[Entries supplied]
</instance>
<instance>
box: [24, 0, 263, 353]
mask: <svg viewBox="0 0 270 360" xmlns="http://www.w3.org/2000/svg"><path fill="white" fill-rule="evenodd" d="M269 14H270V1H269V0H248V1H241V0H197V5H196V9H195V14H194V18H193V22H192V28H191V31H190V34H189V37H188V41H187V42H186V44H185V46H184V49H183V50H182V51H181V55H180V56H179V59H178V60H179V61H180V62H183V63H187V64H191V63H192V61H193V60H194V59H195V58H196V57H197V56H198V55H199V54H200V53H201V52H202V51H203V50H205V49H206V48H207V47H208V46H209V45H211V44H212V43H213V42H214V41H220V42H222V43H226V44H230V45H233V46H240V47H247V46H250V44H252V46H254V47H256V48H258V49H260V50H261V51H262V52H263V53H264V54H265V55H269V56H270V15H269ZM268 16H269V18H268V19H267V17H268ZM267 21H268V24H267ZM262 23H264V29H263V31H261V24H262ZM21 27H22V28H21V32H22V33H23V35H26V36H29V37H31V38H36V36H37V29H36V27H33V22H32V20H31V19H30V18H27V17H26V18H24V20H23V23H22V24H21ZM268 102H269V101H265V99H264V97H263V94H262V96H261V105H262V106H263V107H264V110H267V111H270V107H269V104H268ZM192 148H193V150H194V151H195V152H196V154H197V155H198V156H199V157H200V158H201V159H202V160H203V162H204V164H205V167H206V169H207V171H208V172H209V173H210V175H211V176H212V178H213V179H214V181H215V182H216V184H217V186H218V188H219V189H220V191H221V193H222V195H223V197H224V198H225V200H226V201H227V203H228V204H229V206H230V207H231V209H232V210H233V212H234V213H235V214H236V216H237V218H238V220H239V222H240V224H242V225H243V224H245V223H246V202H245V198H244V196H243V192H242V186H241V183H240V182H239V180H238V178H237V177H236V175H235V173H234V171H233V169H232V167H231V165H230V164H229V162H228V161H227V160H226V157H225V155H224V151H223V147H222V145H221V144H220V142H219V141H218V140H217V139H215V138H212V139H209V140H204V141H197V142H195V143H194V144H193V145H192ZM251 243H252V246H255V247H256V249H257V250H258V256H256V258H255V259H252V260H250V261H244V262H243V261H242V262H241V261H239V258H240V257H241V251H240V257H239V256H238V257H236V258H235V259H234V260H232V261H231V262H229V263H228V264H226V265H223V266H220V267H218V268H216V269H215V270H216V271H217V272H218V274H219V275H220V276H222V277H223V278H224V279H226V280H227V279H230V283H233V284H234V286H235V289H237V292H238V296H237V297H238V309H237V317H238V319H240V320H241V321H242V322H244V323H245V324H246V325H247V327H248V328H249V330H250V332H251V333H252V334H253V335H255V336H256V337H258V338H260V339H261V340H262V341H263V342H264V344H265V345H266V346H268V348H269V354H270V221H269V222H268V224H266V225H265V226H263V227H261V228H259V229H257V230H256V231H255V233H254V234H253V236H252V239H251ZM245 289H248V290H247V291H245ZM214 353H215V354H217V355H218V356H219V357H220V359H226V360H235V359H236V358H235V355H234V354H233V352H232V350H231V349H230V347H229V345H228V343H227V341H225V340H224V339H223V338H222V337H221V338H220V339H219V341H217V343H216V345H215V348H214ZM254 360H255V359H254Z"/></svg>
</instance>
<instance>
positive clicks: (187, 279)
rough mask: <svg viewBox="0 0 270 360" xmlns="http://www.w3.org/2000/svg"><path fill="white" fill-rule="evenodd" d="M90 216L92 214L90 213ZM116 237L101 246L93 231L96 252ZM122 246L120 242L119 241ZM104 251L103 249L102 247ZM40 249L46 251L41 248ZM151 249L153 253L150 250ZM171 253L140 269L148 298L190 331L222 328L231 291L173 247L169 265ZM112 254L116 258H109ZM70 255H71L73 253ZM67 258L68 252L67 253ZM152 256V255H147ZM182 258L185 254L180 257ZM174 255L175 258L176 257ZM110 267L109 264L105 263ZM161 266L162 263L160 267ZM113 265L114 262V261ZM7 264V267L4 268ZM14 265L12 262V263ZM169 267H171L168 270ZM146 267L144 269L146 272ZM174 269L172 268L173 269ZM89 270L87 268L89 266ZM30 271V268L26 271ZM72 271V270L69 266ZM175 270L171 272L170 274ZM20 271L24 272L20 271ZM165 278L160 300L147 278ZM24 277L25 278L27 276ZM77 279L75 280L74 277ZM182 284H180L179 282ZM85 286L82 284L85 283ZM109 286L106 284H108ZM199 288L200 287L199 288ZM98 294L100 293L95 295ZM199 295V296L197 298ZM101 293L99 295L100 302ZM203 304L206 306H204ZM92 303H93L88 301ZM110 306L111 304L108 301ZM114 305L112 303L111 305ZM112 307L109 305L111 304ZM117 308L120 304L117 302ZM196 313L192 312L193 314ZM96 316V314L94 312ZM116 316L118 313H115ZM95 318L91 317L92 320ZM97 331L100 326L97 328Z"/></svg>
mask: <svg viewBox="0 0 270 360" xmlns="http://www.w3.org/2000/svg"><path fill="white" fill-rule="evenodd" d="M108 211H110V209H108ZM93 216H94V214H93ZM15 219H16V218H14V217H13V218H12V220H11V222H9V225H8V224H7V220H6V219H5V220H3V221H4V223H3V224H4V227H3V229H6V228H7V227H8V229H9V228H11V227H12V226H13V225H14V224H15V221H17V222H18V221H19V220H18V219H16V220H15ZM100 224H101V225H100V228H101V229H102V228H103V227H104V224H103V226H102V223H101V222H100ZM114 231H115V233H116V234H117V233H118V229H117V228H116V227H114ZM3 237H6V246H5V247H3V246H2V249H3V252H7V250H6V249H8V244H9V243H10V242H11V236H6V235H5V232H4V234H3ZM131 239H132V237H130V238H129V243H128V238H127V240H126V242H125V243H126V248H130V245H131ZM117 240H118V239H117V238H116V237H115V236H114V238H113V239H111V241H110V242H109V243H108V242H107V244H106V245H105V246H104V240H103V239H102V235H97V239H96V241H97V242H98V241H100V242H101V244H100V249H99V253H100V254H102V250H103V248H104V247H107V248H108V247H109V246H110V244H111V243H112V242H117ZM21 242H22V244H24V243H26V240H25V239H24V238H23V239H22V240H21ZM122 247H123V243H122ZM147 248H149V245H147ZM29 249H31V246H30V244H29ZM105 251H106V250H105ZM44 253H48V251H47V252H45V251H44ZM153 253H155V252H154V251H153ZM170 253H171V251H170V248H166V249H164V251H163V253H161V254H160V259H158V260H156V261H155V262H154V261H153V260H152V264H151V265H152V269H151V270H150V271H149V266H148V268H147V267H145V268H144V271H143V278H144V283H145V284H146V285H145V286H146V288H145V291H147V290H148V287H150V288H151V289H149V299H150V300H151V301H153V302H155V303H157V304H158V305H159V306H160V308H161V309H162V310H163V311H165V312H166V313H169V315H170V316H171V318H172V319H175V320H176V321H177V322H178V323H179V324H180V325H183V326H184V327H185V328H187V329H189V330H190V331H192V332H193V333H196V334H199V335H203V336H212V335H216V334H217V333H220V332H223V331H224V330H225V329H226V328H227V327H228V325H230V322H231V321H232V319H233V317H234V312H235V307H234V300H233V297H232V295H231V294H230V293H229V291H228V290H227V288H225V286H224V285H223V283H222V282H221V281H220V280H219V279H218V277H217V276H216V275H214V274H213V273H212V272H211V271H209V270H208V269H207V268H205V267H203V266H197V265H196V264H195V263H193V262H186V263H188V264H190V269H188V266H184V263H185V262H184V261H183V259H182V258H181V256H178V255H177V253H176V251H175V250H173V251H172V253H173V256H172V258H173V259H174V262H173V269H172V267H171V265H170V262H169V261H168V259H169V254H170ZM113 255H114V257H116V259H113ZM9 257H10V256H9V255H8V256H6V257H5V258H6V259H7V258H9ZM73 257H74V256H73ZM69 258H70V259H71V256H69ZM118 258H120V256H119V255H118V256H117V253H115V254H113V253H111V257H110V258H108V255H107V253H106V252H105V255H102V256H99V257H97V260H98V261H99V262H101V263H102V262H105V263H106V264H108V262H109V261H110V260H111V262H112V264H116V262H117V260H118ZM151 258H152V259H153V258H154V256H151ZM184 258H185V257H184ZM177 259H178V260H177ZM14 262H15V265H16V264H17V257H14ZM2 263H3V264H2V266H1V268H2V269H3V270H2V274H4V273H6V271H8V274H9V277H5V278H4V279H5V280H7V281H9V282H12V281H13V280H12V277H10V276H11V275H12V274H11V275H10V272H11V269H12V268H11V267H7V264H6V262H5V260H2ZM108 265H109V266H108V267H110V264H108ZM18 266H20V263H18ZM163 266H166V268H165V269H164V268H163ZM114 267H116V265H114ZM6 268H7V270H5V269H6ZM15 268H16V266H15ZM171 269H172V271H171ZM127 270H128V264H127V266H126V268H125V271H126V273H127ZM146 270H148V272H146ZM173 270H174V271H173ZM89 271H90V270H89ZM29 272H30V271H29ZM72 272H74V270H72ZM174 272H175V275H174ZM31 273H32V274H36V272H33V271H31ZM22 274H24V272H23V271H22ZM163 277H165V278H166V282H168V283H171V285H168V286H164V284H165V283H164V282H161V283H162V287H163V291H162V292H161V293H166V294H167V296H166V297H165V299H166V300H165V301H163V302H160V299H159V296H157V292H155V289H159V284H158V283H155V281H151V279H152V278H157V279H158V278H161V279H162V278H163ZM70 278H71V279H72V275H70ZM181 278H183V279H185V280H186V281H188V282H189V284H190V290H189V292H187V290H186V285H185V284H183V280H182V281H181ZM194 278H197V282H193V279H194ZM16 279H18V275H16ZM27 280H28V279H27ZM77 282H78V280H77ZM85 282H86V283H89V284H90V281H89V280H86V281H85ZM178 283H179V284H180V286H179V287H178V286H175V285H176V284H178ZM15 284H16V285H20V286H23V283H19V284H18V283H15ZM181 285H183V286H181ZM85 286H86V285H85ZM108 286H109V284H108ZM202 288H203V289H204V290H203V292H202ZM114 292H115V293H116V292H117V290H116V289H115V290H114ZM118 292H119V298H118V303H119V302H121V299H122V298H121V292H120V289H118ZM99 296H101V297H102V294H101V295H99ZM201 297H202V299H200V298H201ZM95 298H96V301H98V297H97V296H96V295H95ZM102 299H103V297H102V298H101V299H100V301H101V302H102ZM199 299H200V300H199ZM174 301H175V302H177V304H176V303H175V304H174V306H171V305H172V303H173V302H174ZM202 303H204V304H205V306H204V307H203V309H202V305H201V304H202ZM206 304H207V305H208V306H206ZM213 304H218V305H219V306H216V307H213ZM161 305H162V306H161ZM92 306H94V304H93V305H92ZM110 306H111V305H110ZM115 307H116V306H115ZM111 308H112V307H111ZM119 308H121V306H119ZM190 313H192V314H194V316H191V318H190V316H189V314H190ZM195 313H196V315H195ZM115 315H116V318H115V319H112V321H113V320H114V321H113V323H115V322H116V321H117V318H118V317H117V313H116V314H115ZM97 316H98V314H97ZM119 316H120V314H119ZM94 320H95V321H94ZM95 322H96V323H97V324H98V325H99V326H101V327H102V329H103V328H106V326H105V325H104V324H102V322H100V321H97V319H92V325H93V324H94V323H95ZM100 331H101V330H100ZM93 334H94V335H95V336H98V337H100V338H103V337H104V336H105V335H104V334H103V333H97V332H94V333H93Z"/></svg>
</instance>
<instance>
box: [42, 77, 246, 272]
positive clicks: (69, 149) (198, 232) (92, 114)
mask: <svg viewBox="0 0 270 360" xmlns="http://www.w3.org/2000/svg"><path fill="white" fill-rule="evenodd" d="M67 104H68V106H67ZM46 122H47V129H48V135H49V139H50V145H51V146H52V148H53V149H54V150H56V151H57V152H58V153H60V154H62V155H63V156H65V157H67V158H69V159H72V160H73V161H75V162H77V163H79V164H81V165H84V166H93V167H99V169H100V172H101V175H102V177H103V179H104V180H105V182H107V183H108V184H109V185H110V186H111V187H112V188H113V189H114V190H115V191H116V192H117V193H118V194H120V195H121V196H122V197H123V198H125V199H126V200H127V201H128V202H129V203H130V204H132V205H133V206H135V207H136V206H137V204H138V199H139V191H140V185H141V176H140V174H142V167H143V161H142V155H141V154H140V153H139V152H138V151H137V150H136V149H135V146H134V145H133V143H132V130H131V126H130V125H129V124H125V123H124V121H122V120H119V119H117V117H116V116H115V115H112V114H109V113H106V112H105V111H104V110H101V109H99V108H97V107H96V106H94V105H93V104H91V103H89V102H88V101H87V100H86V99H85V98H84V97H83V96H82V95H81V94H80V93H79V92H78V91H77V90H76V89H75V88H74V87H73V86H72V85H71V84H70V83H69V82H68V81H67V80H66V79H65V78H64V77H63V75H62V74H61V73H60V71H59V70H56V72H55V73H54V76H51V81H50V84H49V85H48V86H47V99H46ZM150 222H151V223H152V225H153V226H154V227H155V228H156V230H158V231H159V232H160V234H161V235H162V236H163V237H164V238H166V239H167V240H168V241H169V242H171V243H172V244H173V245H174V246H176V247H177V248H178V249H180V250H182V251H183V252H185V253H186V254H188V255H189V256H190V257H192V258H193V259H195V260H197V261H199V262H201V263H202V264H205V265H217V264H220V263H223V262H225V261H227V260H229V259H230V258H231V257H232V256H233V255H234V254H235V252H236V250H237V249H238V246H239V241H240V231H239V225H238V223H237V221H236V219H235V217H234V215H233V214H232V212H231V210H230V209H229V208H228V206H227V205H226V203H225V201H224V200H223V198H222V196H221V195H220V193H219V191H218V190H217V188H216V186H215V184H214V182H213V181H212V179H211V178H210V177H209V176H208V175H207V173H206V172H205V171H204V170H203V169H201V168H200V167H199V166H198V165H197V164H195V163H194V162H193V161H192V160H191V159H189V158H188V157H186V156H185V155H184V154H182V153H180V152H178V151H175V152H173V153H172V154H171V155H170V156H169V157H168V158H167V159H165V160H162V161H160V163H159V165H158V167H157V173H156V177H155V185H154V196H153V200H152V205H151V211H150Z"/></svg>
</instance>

[About this exercise] Gather, unchanged, every line of the listing above that contains the string "clicks". Case counts.

[Problem solution]
positive clicks: (187, 279)
positive clicks: (69, 149) (198, 232) (92, 114)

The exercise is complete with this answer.